> [ABOUT THIS EXERCISE]
Nothing but the lines from the one with "Could you point at the windshield wiper" down to the one with "Could you point at the windshield in" should be returned, exactly and with both ends included, from the material below.

> [EXTRACTED ENTRIES]
:::::
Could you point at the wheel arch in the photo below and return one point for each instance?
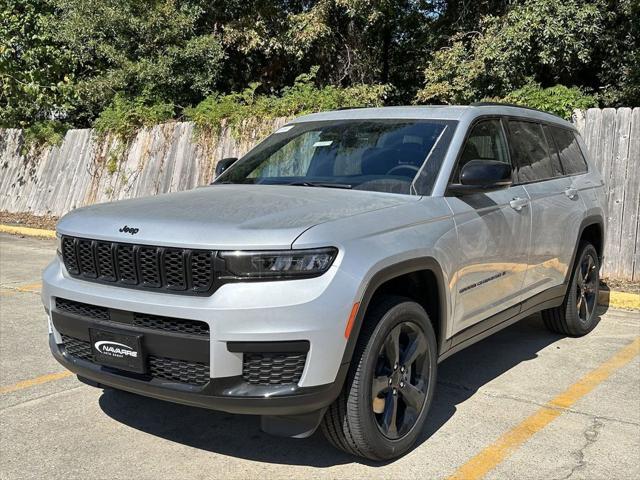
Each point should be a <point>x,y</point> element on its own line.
<point>591,229</point>
<point>426,271</point>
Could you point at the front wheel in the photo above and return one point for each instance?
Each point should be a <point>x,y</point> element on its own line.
<point>577,314</point>
<point>384,403</point>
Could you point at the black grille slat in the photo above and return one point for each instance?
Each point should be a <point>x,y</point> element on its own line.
<point>104,258</point>
<point>172,369</point>
<point>180,271</point>
<point>201,271</point>
<point>69,255</point>
<point>174,269</point>
<point>178,325</point>
<point>87,259</point>
<point>126,261</point>
<point>182,371</point>
<point>273,368</point>
<point>83,309</point>
<point>149,260</point>
<point>77,348</point>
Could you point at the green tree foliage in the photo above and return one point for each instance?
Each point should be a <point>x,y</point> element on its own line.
<point>303,97</point>
<point>545,39</point>
<point>558,99</point>
<point>163,49</point>
<point>123,115</point>
<point>36,81</point>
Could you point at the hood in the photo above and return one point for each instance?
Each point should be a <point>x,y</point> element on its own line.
<point>224,216</point>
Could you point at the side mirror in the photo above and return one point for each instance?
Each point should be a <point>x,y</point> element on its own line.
<point>223,164</point>
<point>482,176</point>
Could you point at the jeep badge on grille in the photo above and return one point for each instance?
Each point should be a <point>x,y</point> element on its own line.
<point>130,230</point>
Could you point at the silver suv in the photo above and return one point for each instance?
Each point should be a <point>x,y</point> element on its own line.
<point>320,279</point>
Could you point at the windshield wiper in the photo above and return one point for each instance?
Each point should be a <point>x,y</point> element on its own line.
<point>319,184</point>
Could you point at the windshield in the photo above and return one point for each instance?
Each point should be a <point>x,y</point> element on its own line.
<point>395,156</point>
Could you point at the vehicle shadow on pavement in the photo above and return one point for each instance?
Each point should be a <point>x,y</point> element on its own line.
<point>460,377</point>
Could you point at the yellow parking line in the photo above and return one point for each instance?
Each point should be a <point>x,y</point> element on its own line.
<point>497,452</point>
<point>27,231</point>
<point>623,300</point>
<point>30,287</point>
<point>35,381</point>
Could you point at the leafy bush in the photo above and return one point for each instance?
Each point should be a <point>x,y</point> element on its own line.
<point>42,134</point>
<point>301,98</point>
<point>124,116</point>
<point>559,99</point>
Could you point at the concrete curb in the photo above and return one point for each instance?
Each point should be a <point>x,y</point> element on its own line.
<point>27,231</point>
<point>610,298</point>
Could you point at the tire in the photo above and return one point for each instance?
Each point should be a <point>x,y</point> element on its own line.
<point>577,314</point>
<point>350,423</point>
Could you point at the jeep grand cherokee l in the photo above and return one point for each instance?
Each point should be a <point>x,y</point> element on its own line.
<point>321,278</point>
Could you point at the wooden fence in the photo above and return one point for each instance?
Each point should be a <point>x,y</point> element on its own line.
<point>613,138</point>
<point>83,170</point>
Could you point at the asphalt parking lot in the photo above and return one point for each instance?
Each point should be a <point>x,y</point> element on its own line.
<point>522,404</point>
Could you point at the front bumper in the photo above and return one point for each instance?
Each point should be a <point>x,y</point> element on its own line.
<point>313,311</point>
<point>224,394</point>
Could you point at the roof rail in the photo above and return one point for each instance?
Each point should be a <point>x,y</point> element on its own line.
<point>504,104</point>
<point>346,108</point>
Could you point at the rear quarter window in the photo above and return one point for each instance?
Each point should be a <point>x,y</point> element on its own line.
<point>573,161</point>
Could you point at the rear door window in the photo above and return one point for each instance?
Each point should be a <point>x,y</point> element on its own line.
<point>529,151</point>
<point>573,162</point>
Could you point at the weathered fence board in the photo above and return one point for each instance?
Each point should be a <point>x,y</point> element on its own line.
<point>168,158</point>
<point>613,138</point>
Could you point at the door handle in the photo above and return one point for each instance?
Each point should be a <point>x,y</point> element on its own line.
<point>518,203</point>
<point>571,192</point>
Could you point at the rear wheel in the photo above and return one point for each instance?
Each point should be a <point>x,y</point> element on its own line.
<point>577,314</point>
<point>388,392</point>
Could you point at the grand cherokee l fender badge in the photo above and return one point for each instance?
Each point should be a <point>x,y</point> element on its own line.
<point>131,230</point>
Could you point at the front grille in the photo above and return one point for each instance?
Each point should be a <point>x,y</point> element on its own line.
<point>146,267</point>
<point>82,309</point>
<point>273,368</point>
<point>144,320</point>
<point>180,371</point>
<point>179,325</point>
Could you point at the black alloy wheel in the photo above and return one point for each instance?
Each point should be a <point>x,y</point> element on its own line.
<point>401,380</point>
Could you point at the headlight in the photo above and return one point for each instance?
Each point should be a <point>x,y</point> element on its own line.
<point>278,263</point>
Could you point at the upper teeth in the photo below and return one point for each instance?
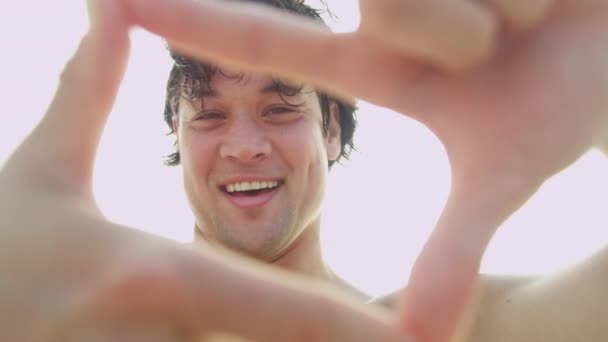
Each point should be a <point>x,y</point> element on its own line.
<point>248,186</point>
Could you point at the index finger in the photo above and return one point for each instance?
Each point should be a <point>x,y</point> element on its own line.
<point>204,293</point>
<point>258,37</point>
<point>443,281</point>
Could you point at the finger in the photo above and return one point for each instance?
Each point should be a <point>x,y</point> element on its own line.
<point>453,35</point>
<point>259,38</point>
<point>63,145</point>
<point>521,15</point>
<point>241,298</point>
<point>444,278</point>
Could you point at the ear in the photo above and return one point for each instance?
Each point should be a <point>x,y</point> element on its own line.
<point>175,125</point>
<point>332,140</point>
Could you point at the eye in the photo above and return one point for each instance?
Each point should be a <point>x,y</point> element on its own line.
<point>278,110</point>
<point>208,116</point>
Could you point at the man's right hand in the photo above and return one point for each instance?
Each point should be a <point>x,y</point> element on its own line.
<point>66,274</point>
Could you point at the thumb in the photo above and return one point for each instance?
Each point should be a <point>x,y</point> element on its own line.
<point>62,147</point>
<point>444,277</point>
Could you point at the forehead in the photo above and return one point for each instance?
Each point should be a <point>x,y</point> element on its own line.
<point>225,83</point>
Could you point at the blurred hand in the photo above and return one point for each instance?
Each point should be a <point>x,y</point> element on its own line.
<point>66,274</point>
<point>528,99</point>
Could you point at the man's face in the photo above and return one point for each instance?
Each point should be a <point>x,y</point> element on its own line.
<point>255,165</point>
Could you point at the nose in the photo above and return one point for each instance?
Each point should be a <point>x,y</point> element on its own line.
<point>245,142</point>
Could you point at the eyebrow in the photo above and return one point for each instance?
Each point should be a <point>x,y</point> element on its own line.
<point>270,88</point>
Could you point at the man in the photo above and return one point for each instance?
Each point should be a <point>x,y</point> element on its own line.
<point>256,151</point>
<point>501,148</point>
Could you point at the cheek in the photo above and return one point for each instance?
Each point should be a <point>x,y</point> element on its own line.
<point>196,152</point>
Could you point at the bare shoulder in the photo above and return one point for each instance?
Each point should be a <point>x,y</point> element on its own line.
<point>490,285</point>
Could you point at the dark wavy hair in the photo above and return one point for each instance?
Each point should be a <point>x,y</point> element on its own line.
<point>190,78</point>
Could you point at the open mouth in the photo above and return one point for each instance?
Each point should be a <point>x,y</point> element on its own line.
<point>251,193</point>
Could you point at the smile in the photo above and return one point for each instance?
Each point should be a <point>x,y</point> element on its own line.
<point>251,194</point>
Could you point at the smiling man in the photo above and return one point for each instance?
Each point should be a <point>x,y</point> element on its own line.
<point>256,152</point>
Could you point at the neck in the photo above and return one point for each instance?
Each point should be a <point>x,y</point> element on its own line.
<point>304,255</point>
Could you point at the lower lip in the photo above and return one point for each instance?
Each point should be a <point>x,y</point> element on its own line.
<point>248,202</point>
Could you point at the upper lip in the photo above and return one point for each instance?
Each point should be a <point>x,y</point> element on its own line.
<point>234,180</point>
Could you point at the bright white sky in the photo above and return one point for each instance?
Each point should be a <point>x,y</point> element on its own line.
<point>380,207</point>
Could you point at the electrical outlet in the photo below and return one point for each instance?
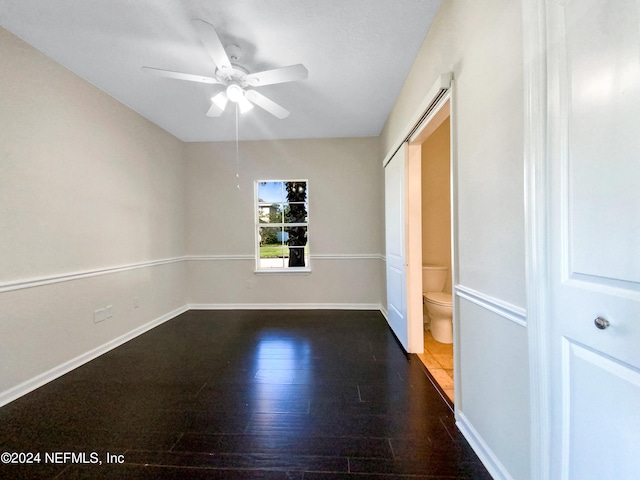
:::::
> [WRITTEN RESPONSE]
Could you point at the windshield wiper in the photo above and return one point for each instance?
Each point should be a <point>x,y</point> element on its own line.
<point>319,184</point>
Could you point at the windshield in the photo above and return one point for each instance?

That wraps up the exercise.